What you are asked to do.
Starting at the line that contains "Category: ambulance windshield", quote each line exactly through the last line of the entries, both included.

Entries provided.

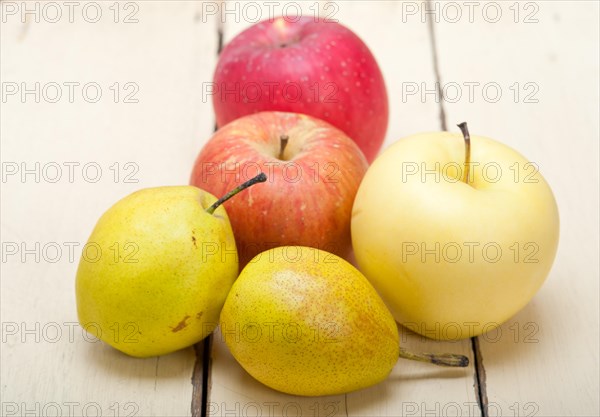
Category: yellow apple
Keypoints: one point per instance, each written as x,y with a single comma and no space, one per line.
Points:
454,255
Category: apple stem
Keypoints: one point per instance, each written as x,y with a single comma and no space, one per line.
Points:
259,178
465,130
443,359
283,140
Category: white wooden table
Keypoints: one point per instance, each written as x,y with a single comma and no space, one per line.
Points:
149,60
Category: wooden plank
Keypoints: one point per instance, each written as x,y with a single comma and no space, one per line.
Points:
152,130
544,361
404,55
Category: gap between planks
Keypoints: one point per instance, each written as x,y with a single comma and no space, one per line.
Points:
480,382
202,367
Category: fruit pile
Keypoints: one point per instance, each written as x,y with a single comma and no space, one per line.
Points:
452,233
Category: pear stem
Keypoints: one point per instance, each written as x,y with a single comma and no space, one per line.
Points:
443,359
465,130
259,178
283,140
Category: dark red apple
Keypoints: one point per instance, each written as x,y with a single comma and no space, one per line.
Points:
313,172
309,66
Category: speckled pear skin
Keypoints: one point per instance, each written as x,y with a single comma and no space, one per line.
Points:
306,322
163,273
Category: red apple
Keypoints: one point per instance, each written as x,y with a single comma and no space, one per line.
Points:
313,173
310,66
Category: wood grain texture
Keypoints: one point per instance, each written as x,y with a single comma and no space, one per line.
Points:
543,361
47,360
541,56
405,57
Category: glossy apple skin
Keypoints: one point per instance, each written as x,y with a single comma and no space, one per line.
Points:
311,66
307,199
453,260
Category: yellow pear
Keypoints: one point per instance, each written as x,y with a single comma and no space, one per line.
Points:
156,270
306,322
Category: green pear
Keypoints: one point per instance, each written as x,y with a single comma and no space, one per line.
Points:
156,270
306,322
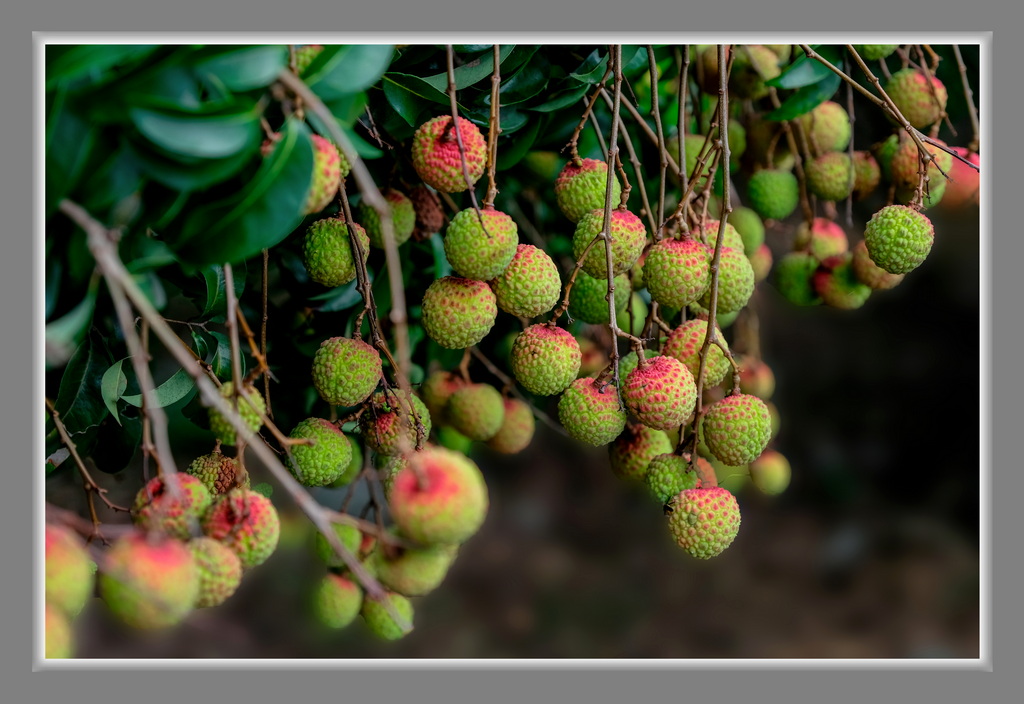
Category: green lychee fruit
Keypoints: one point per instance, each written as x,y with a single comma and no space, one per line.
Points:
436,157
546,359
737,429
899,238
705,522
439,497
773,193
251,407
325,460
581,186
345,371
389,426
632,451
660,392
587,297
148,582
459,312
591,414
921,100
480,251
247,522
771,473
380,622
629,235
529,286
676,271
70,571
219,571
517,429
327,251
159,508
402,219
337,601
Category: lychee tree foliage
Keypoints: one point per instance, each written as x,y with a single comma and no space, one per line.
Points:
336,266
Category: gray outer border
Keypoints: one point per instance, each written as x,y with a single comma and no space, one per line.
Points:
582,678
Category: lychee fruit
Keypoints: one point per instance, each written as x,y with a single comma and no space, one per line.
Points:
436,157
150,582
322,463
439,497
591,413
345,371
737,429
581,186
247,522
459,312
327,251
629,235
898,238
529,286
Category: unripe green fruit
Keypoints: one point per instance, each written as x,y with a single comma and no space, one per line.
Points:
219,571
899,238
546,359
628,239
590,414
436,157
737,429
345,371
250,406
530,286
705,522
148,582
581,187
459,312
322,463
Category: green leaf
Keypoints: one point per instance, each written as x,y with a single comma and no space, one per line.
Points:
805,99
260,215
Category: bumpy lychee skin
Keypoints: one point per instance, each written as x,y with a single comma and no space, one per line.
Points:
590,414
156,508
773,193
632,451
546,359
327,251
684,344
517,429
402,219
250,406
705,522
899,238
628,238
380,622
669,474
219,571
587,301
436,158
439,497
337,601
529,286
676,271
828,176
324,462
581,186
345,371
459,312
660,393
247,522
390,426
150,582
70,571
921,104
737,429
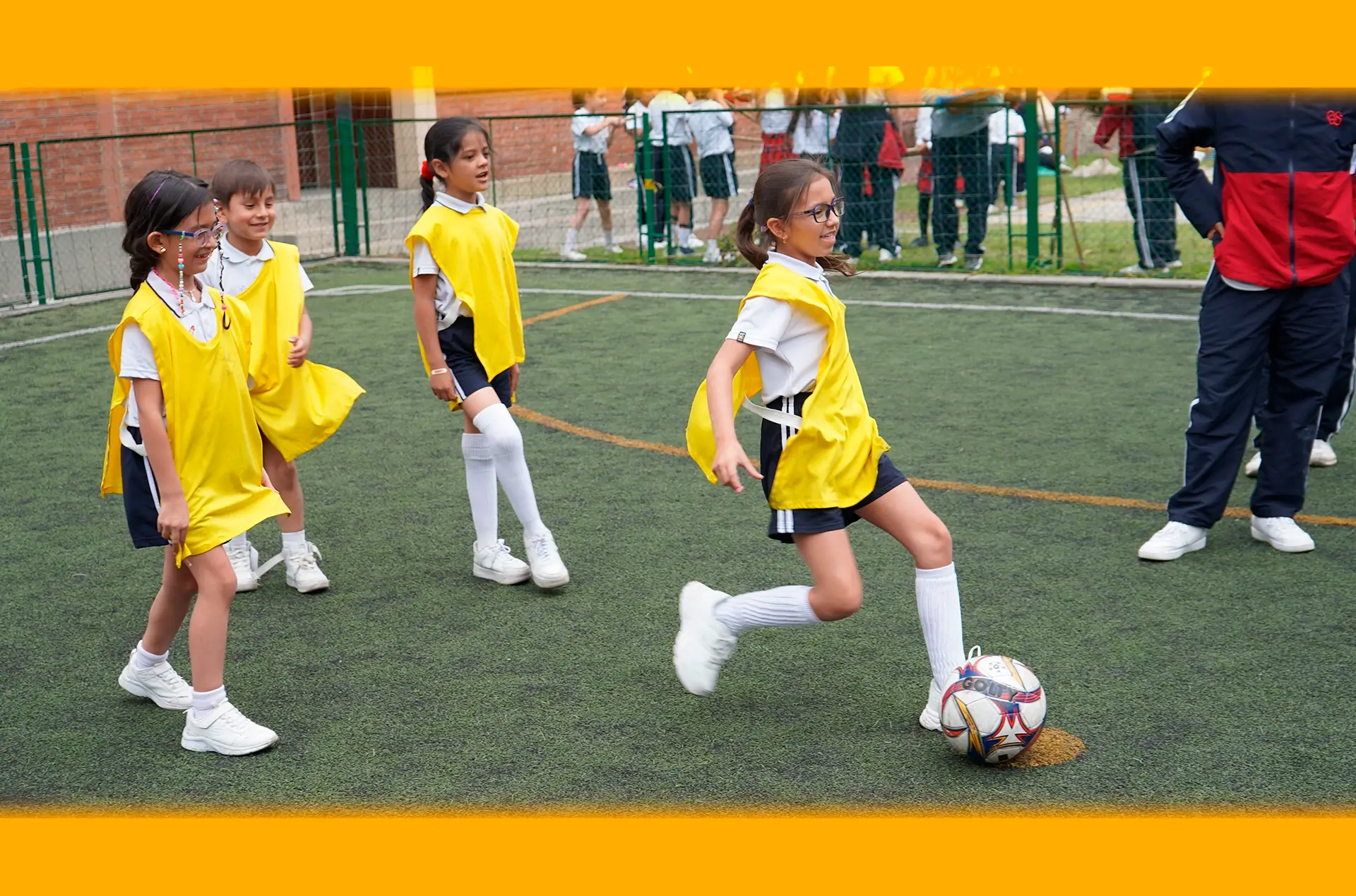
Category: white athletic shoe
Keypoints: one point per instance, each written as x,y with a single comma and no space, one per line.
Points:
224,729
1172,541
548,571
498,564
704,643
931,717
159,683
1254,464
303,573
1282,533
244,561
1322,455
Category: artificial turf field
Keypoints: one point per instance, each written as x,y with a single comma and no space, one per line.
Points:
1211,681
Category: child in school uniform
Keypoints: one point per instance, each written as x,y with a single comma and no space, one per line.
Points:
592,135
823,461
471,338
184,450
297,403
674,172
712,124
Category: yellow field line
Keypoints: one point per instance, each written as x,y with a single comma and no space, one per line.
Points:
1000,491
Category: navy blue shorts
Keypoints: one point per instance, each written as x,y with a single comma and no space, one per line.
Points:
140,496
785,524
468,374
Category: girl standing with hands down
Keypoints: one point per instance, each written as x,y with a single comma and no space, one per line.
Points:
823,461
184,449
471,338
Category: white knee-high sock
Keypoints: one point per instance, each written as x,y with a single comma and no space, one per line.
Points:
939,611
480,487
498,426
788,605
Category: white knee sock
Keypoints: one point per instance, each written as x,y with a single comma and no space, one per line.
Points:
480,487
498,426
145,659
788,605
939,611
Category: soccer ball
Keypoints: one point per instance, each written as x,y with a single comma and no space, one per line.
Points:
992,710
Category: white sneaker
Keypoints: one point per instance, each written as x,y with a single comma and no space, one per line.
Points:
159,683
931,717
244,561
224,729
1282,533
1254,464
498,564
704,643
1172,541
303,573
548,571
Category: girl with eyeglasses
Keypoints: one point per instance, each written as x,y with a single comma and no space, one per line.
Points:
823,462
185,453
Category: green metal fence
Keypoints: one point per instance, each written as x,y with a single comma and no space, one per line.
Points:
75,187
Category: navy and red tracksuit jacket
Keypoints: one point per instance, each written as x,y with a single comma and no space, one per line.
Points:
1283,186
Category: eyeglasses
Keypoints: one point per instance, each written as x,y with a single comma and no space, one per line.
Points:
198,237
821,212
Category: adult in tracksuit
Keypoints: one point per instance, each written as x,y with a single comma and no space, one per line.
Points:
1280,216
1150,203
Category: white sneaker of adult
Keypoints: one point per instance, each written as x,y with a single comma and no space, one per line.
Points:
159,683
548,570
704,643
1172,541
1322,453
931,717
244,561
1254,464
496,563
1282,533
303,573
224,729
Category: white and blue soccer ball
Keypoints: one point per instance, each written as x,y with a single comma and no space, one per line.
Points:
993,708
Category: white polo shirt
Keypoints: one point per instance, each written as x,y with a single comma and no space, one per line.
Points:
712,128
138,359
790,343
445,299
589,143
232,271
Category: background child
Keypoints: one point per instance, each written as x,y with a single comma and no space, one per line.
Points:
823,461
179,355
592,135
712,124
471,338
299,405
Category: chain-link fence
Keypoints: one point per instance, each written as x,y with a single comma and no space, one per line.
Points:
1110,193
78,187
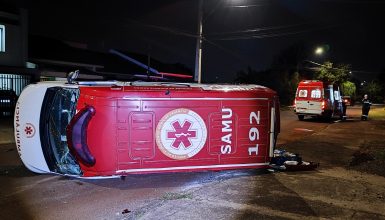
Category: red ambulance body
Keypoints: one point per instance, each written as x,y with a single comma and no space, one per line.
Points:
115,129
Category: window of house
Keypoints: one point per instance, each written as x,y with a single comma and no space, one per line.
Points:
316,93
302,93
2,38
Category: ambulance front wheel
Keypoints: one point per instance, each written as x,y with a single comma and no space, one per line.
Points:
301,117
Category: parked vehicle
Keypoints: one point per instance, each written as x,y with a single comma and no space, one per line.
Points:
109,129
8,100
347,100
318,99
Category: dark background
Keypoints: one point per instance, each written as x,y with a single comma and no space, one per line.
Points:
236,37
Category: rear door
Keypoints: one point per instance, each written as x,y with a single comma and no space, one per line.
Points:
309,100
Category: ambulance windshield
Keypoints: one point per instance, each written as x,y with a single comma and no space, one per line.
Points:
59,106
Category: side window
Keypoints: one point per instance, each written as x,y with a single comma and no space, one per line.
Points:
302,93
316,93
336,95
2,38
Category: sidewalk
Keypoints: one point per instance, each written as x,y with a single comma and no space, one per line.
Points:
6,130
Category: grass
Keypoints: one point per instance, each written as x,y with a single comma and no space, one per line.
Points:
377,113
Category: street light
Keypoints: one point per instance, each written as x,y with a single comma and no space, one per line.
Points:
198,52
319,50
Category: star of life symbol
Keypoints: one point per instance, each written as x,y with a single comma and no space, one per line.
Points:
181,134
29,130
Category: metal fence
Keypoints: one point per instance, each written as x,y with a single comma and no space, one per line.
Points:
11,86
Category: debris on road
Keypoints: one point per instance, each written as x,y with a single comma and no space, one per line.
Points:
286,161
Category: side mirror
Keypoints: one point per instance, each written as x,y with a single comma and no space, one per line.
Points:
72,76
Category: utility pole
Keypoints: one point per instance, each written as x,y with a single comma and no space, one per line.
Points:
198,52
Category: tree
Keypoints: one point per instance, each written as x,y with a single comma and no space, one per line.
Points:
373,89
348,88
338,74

Solution to the problem.
Category: ambulance windshield
Keypoints: one point per instance, each written as x,y with a single comma and no space, one per line.
Points:
59,106
Category: side window
Keypoints: one point per instance, each written as x,y with a single comma and no space, one per line.
Points:
302,93
316,93
336,95
2,38
Category: sidewalk
Keypoints: one point per instance, each written as x,y with a single comma and no space, one per line.
Points:
6,130
Category: grass
Keypoints: one point per instance, each written as x,y with a single comma and no space, one per line.
Points:
377,113
Category: street light
Keypoints: one point per instance, each written as x,y with a single comma and no space, one per line.
Points:
198,52
319,50
Category: star of life symbol
Keypoints: one point per instance, each written as x,y with a single comma and no space, one per line.
Points:
181,134
29,130
Category: metal fence
Keypoints: one point per instance, each written as x,y with a single comma and no space, one per line.
Points:
11,86
Category: debris on road
Keypoints: one point per instance, each written as x,y with a single comma and no space, one per line.
Points:
286,161
Category: side mirror
Keypoints: one point per instance, each written as x,y with a single comma and no space, one per line.
Points:
72,76
Category: utility pole
Keypoints: one point per instance, each written as x,y with a single comma and no space, one per line.
Points:
198,52
Category: tree
Keypoints: one point per instance, each written as x,y with a single comma and no space, one per line.
Points:
373,89
348,88
338,74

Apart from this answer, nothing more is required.